Sprawa, w której zapadł opisywany wyrok, dotyczyła grafika, który pozwał swojego pracodawcę – gminę, dla której projektował biuletyn. Opracował on layout czasopisma oraz wymyślił tytuł. Po kilku miesiącach gmina odstąpiła od umowy, a wydawanie czasopisma zleciła innemu podmiotowi. Nadal jednak korzystała z tego samego tytułu i bardzo podobnej szaty graficznej. Umowa zawarta między powodem a pozwanym nie zawierała postanowień dotyczących przeniesienia praw autorskich czy udzielenia licencji.
Czy layout biuletynu podlega ochronie prawnoautorskiej?
Pozywający wnosił o zaprzestanie naruszania jego praw autorskich oraz wypłatę odszkodowania z tego tytułu. Rozpatrujący pozew sąd w pierwszej kolejności zbadał, czy zachodzą przesłanki uznania danego dzieła za utwór podlegający ochronie prawnoautorskiej. I doszedł do wniosku, że layout czasopisma jako taki może spełniać przesłankę twórczości, ponieważ stanowi niewątpliwie wytwór umysłu. Nie zawsze jednak ma on charakter dostatecznie kreacyjny, aby mówić o utworze podlegającym ochronie prawnoautorskiej.
W ocenie gdańskiego SO w tym konkretnym przypadku layout nie miał charakteru twórczego, ponieważ „układ graficzny biuletynu stanowił nie tyle rezultat swobodnej wyobraźni czy ekspresji twórcy, co był efektem zastosowania jego fachowej wiedzy”.

▸ Przekazane materiały:
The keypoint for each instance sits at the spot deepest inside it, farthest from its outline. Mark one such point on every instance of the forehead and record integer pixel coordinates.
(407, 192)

▸ Treść zadania:
Poprowadź dalej tekst o sporze grafika z gminą o layout biuletynu, zaczynając zaraz po jego ostatnim zdaniu. Powyższe wiersze nie mają tu żadnego znaczenia.

▸ Oto odpowiedź:
Sąd zwrócił uwagę, że powód zdecydował o wyborze układu trójkolumnowego, który jest jednym z możliwych, standardowo stosowanych w tego rodzaju wydawnictwach. Powód stosował powszechnie dostępne rodzaje czcionek. Ich rozmiar i proporcje nie odbiegały od powszechnie stosowanych standardów. Grafik nie wykazał również, aby sporny layout zawierał istotny element nowości i wymykał się powszechnie przyjętym schematom w tej branży.
Radca prawny Michał Błeszyński z kancelarii Błeszyński i Partnerzy zgadza się, że projekt layoutu może być utworem w rozumieniu prawa autorskiego, kiedy stanowi układ o charakterze oryginalnym i indywidualnym. Jak jednak podkreśla, ustalenie znamion twórczych utworu bywa trudne, gdyż często wymaga specjalistycznej oceny.
– Odróżnienie sytuacji „szablonowych” od oryginalnych wymaga często opinii biegłego, w szczególności znawcy dziedziny, do której utwór należy – zauważa mec. Błeszyński. Jego zdaniem przesłanka twórczego charakteru jako przesłanka ochrony autorskiej powinna być co najmniej wskazana przez stronę, która domaga się ochrony.
– Następnie powinna być przedmiotem oceny sądu, który w sytuacji niejednoznacznej powinien odwołać się do dowodu z opinii biegłego. W twórczości plastycznej, do której należy layout, o oryginalności projektu rozstrzygać mogą elementy, które często dostrzec może dopiero znawca przedmiotu. Uzasadnia to ostrożność przy generalnych ocenach nieopartych na należycie pogłębionej analizie konkretnego przypadku – uważa Błeszyński.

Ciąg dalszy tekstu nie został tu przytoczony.